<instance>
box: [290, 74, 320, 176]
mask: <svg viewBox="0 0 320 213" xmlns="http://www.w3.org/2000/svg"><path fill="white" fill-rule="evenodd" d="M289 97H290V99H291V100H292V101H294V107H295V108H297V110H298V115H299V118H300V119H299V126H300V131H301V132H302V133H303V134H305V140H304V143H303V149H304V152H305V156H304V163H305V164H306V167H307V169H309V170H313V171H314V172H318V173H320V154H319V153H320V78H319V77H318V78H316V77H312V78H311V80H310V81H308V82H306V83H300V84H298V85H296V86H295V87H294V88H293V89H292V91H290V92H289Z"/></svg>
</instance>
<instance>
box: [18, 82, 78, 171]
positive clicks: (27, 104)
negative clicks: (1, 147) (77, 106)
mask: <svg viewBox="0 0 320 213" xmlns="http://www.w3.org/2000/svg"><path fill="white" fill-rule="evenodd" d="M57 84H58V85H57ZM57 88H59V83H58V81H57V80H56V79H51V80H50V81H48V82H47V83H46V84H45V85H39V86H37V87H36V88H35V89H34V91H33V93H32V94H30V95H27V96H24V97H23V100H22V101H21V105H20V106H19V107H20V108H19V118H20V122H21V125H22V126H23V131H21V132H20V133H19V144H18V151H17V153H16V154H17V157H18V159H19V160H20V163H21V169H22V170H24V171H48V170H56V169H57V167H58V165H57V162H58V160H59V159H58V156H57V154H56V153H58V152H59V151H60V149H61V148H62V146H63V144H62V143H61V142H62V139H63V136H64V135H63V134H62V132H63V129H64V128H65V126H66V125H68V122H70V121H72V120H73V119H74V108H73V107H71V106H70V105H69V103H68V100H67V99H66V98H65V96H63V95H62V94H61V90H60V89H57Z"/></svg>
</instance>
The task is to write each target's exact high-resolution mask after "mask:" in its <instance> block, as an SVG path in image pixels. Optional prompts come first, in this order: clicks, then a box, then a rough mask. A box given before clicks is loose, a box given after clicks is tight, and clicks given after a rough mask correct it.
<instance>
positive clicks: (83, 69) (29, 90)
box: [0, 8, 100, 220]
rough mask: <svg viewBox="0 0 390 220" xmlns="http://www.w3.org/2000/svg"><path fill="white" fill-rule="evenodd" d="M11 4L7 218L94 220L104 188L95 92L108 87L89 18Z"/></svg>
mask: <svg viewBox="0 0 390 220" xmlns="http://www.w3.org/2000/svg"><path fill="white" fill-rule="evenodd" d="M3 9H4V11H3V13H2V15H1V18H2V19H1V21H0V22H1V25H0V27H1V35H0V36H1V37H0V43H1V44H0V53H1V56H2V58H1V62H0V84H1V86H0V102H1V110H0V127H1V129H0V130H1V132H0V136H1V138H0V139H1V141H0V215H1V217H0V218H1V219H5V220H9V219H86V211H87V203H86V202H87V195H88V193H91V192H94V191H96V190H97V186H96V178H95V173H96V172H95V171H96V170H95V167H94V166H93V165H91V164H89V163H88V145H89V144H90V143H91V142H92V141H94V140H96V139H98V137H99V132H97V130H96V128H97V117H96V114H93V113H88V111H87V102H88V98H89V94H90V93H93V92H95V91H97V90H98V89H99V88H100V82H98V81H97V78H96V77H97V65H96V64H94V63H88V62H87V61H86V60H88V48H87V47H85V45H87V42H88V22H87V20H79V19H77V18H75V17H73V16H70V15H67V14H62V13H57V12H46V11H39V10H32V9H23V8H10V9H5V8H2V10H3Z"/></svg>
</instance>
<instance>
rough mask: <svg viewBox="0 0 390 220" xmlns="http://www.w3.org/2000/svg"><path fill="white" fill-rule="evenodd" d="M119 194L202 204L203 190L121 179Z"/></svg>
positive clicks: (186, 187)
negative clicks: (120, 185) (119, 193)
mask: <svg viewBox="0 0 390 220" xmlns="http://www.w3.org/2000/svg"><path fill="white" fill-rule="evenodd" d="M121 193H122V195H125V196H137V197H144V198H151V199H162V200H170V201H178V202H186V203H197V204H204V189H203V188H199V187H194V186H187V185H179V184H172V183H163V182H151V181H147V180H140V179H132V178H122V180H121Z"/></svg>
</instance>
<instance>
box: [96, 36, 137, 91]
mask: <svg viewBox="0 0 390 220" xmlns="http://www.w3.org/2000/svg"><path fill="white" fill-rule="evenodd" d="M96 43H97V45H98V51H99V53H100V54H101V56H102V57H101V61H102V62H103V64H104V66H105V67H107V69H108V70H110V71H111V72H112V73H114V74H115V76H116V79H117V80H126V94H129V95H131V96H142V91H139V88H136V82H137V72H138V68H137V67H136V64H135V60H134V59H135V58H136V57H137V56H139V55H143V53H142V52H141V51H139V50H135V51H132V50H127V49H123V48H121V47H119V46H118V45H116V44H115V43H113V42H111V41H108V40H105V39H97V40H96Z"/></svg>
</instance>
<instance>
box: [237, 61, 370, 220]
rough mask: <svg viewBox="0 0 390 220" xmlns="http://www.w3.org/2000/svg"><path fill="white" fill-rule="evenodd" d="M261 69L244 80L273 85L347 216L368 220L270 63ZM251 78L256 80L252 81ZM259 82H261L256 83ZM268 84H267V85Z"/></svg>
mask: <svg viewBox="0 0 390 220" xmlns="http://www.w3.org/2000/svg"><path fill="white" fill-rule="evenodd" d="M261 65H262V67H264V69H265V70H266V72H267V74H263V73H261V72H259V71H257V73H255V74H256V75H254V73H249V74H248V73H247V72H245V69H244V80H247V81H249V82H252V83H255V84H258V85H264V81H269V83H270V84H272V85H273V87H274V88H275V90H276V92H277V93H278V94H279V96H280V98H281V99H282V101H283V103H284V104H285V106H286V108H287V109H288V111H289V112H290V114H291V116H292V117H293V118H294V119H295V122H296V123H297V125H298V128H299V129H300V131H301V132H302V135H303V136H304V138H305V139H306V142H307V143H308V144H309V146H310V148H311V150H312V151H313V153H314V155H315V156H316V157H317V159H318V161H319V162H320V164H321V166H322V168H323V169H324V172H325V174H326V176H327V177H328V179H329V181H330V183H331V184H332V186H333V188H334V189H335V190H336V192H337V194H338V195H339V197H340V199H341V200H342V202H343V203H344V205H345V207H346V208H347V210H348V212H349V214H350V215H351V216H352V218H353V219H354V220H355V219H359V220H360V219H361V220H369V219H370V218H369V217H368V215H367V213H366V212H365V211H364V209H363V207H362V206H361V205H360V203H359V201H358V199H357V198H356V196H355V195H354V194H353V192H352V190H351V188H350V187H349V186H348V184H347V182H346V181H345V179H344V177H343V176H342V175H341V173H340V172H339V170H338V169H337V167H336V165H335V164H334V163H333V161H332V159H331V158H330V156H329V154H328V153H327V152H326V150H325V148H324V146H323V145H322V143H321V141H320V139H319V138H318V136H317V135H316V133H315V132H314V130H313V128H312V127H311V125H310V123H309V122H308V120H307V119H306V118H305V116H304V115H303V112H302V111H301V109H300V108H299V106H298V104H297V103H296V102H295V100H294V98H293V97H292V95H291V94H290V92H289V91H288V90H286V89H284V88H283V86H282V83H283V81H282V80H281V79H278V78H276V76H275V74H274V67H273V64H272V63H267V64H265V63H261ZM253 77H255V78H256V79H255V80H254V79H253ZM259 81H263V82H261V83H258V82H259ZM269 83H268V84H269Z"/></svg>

=== EXERCISE ===
Render each line of the entries above as a JSON list of strings, one string per line, and omit any blank lines.

=== TASK SOLUTION ===
[
  "<instance>",
  "box: [290, 74, 320, 176]",
  "mask: <svg viewBox=\"0 0 320 213\" xmlns=\"http://www.w3.org/2000/svg\"><path fill=\"white\" fill-rule=\"evenodd\" d=\"M289 97H290V99H291V100H292V101H294V107H295V108H297V110H298V115H299V118H300V119H299V126H300V131H301V132H302V133H303V134H305V140H304V143H303V149H304V152H305V156H304V163H305V164H306V167H307V169H309V170H313V171H314V172H318V173H320V154H319V153H320V78H319V77H318V78H316V77H312V78H311V80H310V81H308V82H306V83H300V84H298V85H296V86H295V87H294V88H293V89H292V91H290V92H289Z\"/></svg>",
  "</instance>",
  "<instance>",
  "box: [18, 82, 78, 171]",
  "positive clicks: (27, 104)",
  "negative clicks: (1, 147) (77, 106)",
  "mask: <svg viewBox=\"0 0 320 213\" xmlns=\"http://www.w3.org/2000/svg\"><path fill=\"white\" fill-rule=\"evenodd\" d=\"M57 84H58V85H57ZM57 88H59V83H58V81H57V80H56V79H51V80H50V81H48V82H47V83H46V84H45V85H39V86H37V87H36V88H35V89H34V91H33V93H32V94H30V95H27V96H24V97H23V100H22V101H21V105H20V106H19V107H20V108H19V118H20V122H21V125H22V126H23V131H21V132H20V133H19V144H18V151H17V153H16V154H17V157H18V159H19V160H20V163H21V169H22V170H24V171H48V170H56V169H57V167H58V165H57V162H58V160H59V159H58V156H57V154H56V153H58V152H59V151H60V149H61V148H62V146H63V144H62V143H61V142H62V139H63V136H64V135H63V134H62V132H63V129H64V128H65V126H66V125H68V122H70V121H72V120H73V119H74V108H73V107H71V106H70V105H69V103H68V100H67V99H66V98H65V96H63V95H62V94H61V90H60V89H57Z\"/></svg>",
  "</instance>",
  "The task is to write each target's exact high-resolution mask after \"mask:\" in its <instance> block, as an SVG path in image pixels. Optional prompts come first, in this order: clicks, then a box, then a rough mask. A box given before clicks is loose, a box given after clicks is tight, and clicks given after a rough mask correct it.",
  "<instance>",
  "positive clicks: (83, 69) (29, 90)",
  "box: [0, 8, 100, 220]",
  "rough mask: <svg viewBox=\"0 0 390 220\" xmlns=\"http://www.w3.org/2000/svg\"><path fill=\"white\" fill-rule=\"evenodd\" d=\"M11 4L7 218L94 220L104 188L95 92L108 87L89 18Z\"/></svg>",
  "mask: <svg viewBox=\"0 0 390 220\" xmlns=\"http://www.w3.org/2000/svg\"><path fill=\"white\" fill-rule=\"evenodd\" d=\"M3 9H4V11H3V13H2V15H1V18H2V19H1V21H0V22H1V25H0V27H1V35H0V36H1V37H0V43H1V44H0V53H1V56H2V58H1V62H0V84H1V86H0V102H1V110H0V127H1V129H0V130H1V132H0V136H1V138H0V139H1V141H0V215H1V217H0V218H1V219H5V220H9V219H86V211H87V203H86V202H87V195H88V193H91V192H94V191H96V190H97V186H96V178H95V173H96V172H95V171H96V170H95V167H94V166H93V165H91V164H89V163H88V145H89V144H90V143H91V142H92V141H94V140H96V139H98V137H99V132H97V130H96V128H97V117H96V114H93V113H88V111H87V102H88V98H89V94H90V93H93V92H95V91H97V90H98V89H99V88H100V82H98V81H97V78H96V77H97V65H96V64H94V63H88V62H87V61H86V60H88V48H87V47H85V45H87V42H88V22H87V20H79V19H77V18H75V17H73V16H70V15H67V14H62V13H57V12H46V11H39V10H32V9H23V8H10V9H5V8H2V10H3Z\"/></svg>",
  "</instance>",
  "<instance>",
  "rough mask: <svg viewBox=\"0 0 390 220\" xmlns=\"http://www.w3.org/2000/svg\"><path fill=\"white\" fill-rule=\"evenodd\" d=\"M119 194L202 204L203 190L121 179Z\"/></svg>",
  "positive clicks: (186, 187)",
  "negative clicks: (120, 185) (119, 193)",
  "mask: <svg viewBox=\"0 0 390 220\" xmlns=\"http://www.w3.org/2000/svg\"><path fill=\"white\" fill-rule=\"evenodd\" d=\"M121 193H122V195H125V196H137V197H144V198H151V199H162V200H170V201H178V202H186V203H197V204H204V189H203V188H199V187H194V186H187V185H179V184H172V183H163V182H151V181H147V180H140V179H132V178H122V180H121Z\"/></svg>",
  "</instance>",
  "<instance>",
  "box: [96, 36, 137, 91]",
  "mask: <svg viewBox=\"0 0 390 220\" xmlns=\"http://www.w3.org/2000/svg\"><path fill=\"white\" fill-rule=\"evenodd\" d=\"M96 43H97V45H98V51H99V53H100V54H101V56H102V57H101V61H102V62H103V64H104V66H105V67H107V69H108V70H110V71H111V72H112V73H114V74H115V76H116V79H117V80H126V94H129V95H131V96H142V91H139V88H136V82H137V72H138V68H137V67H136V64H135V60H134V59H135V58H136V57H137V56H139V55H143V53H142V52H141V51H139V50H135V51H132V50H127V49H123V48H121V47H119V46H118V45H116V44H115V43H113V42H111V41H108V40H105V39H97V40H96Z\"/></svg>",
  "</instance>",
  "<instance>",
  "box: [237, 61, 370, 220]",
  "rough mask: <svg viewBox=\"0 0 390 220\" xmlns=\"http://www.w3.org/2000/svg\"><path fill=\"white\" fill-rule=\"evenodd\" d=\"M261 69L244 80L273 85L347 216L368 220L270 63ZM251 78L256 80L252 81ZM259 82H261L256 83ZM268 84H267V85Z\"/></svg>",
  "mask: <svg viewBox=\"0 0 390 220\" xmlns=\"http://www.w3.org/2000/svg\"><path fill=\"white\" fill-rule=\"evenodd\" d=\"M261 65H262V67H264V69H265V70H266V72H267V74H263V73H261V72H259V71H257V73H255V74H256V75H254V73H249V74H248V73H247V72H245V69H244V80H247V81H249V82H252V83H255V84H258V85H264V81H269V83H270V84H272V85H273V87H274V88H275V90H276V92H277V93H278V94H279V96H280V98H281V99H282V101H283V103H284V104H285V106H286V108H287V109H288V111H289V112H290V114H291V116H292V117H293V118H294V119H295V122H296V123H297V125H298V128H299V129H300V131H301V132H302V135H303V136H304V138H305V139H306V142H307V143H308V144H309V146H310V148H311V150H312V151H313V153H314V155H315V156H316V157H317V159H318V161H319V162H320V164H321V166H322V168H323V169H324V172H325V174H326V176H327V177H328V179H329V181H330V183H331V184H332V186H333V188H334V189H335V190H336V192H337V194H338V195H339V197H340V199H341V200H342V202H343V203H344V205H345V207H346V208H347V210H348V212H349V214H350V215H351V216H352V218H353V219H354V220H355V219H359V220H360V219H361V220H369V219H370V218H369V217H368V215H367V213H366V212H365V211H364V209H363V207H362V206H361V205H360V203H359V201H358V199H357V198H356V196H355V195H354V194H353V192H352V190H351V188H350V187H349V186H348V184H347V182H346V181H345V179H344V177H343V176H342V175H341V173H340V172H339V170H338V169H337V167H336V165H335V164H334V163H333V161H332V159H331V158H330V156H329V154H328V153H327V152H326V150H325V148H324V146H323V145H322V143H321V141H320V139H319V138H318V136H317V135H316V133H315V132H314V130H313V128H312V127H311V125H310V123H309V122H308V120H307V119H306V118H305V116H304V115H303V112H302V111H301V109H300V108H299V106H298V104H297V103H296V102H295V100H294V98H293V97H292V95H291V94H290V92H289V91H288V90H286V89H284V88H283V86H282V83H283V81H282V80H281V79H278V78H276V76H275V74H274V67H273V64H272V63H267V64H265V63H261ZM253 77H255V78H256V79H255V80H254V79H253ZM259 81H263V82H261V83H258V82H259ZM269 83H268V84H269Z\"/></svg>"
]